◆ Problem details
Copy each line exactly.

◆ Point annotation dataset records
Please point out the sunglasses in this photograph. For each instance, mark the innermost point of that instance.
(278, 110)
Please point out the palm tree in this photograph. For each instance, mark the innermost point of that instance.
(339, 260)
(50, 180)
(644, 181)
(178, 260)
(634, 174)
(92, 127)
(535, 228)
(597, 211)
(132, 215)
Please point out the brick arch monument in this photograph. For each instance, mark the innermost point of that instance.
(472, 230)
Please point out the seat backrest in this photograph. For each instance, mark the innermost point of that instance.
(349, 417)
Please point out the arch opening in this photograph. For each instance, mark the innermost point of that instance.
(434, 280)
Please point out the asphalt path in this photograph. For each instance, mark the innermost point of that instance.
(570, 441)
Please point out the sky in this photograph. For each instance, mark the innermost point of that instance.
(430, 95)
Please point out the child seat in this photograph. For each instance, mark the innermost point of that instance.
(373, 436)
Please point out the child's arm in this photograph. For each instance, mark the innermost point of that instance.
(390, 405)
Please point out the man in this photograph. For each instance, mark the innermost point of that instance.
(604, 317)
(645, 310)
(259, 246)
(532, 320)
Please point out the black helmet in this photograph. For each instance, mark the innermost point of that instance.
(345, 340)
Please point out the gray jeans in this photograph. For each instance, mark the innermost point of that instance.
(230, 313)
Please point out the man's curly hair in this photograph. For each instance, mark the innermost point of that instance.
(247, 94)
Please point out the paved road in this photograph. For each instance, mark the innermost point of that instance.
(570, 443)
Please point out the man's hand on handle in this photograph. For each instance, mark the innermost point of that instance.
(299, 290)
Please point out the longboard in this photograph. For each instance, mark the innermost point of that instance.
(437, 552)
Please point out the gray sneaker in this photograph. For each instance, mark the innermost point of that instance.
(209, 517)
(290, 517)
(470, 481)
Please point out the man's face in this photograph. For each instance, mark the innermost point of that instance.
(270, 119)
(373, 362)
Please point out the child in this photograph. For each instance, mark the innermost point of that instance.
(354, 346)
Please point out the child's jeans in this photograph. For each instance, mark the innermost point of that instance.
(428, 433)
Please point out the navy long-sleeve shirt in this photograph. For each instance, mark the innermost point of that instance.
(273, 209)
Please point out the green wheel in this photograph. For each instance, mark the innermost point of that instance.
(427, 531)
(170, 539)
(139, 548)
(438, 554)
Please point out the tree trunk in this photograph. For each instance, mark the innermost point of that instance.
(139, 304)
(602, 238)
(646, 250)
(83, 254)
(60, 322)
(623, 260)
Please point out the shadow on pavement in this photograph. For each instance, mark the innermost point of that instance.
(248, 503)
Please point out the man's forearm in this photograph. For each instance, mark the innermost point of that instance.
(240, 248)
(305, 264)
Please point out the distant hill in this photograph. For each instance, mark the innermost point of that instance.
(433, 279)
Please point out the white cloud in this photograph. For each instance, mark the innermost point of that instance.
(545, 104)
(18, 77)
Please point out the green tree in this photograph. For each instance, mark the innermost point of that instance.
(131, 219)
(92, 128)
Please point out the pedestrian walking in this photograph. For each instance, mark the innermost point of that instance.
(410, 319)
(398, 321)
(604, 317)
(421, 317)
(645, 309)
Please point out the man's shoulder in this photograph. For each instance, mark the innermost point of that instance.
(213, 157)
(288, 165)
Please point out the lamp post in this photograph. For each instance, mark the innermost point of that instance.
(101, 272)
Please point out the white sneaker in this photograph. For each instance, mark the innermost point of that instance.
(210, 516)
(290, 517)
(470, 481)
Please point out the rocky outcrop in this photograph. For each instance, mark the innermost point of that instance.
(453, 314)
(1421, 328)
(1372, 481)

◆ The solution
Please point out the sunglasses in this photograph. For each instance, mark the innermost point of that instance.
(278, 110)
Please point out the palm tree in this photograph. For each instance, mark the innermost point of that instance.
(339, 260)
(50, 180)
(644, 181)
(178, 260)
(634, 174)
(92, 127)
(535, 228)
(597, 211)
(132, 215)
Please point out the brick arch monument in this photograph. For each instance, mark the innermost point of that instance.
(472, 230)
Please point out the seat backrest in this photograph. For each instance, mark the innermost point of that instance.
(349, 417)
Please point out the arch opening in this photograph. For each instance, mark the innermost point of that instance.
(434, 280)
Please point out the asphalt path in this photograph. For each instance, mark the innermost point of that instance.
(570, 441)
Please point out the sky in this photograph. For each instance, mark the innermost point of that instance.
(430, 95)
Please point out the child seat in this photograph. For each instance, mark the innermost point of that instance.
(373, 436)
Please point out the child's arm in this photograph. For each instance, mark the innermost point of that instance.
(390, 405)
Please point out the man in this photograph. For each instance, mark the innermost point of that instance.
(604, 317)
(645, 310)
(259, 246)
(532, 320)
Please point out the black helmet in this photograph. For each instance, mark the innermost point of that instance.
(345, 340)
Please point out the gray jeans in this photograph. For each instance, mark the innermost point of that instance.
(230, 313)
Please point out the man's curly hair in this photograph. For each instance, mark the innermost point of that instance.
(247, 94)
Please point out the paved road in this photograph. For each instance, mark the innermost point of that instance.
(570, 443)
Please point out the man's hand on handle in this photograph. For each instance, mark the innermost point of that instance.
(299, 290)
Please point out the longboard in this photograph. For each instance, mark the innermost point of that instance.
(437, 552)
Please point out the gray sneaker in this photograph. For each instance, mark the innermost point of that instance.
(209, 517)
(290, 517)
(470, 481)
Please point out the man's face in this photograph. For each instance, mark the innermost point of that instance.
(270, 119)
(373, 362)
Please point out the child in this photograph. For each instance, mark the innermost point of that instance.
(354, 346)
Please point out the child's jeans in this photograph. For each instance, mark the innermost point of that instance.
(428, 433)
Please point out the navy long-sleeve shirt in this photograph. For each instance, mark the innermost point of that instance.
(273, 209)
Please point out the green wheel in this photograph. For each instance, mark the innermost point of that instance.
(427, 531)
(170, 539)
(139, 548)
(438, 554)
Please point out the tree trunk in this photograph. For each instance, mark the innermost point of that instance.
(139, 304)
(602, 238)
(646, 250)
(83, 254)
(60, 322)
(623, 260)
Please point out the shadow on pavement in this photograph. For each instance, mark the innermost point of that instance.
(248, 503)
Please point out the man's forearm in this photograph. For each instance, mark the innermost point of that instance.
(240, 248)
(305, 264)
Please point out the distant hill in this photograph. For each instance, mark the innermost point of that instance.
(433, 279)
Please point out the white cloud in this photograph. For each instance, mark the innermost point of that instance.
(545, 104)
(18, 77)
Please point out the green tree in this photograph. For each instance, mark the innermost point of that instance.
(131, 219)
(92, 128)
Please point out the pedestrian walking in this photograph. For each instance, mark the innermost point of that instance.
(410, 319)
(398, 321)
(604, 317)
(421, 317)
(645, 309)
Please point out the man's shoulder in this photograph. For each instance, mark the innermost point of that instance.
(213, 157)
(288, 165)
Please point out the lamp post in this photograph. For each instance, mark the innermost point of that instance.
(101, 272)
Please point out the white sneaker in this photograph. For each instance, mark the innermost point of that instance.
(210, 516)
(290, 517)
(470, 481)
Please point out the rocky outcrop in this photograph. For each instance, mark the innermost point of that instance.
(453, 314)
(1421, 328)
(1372, 481)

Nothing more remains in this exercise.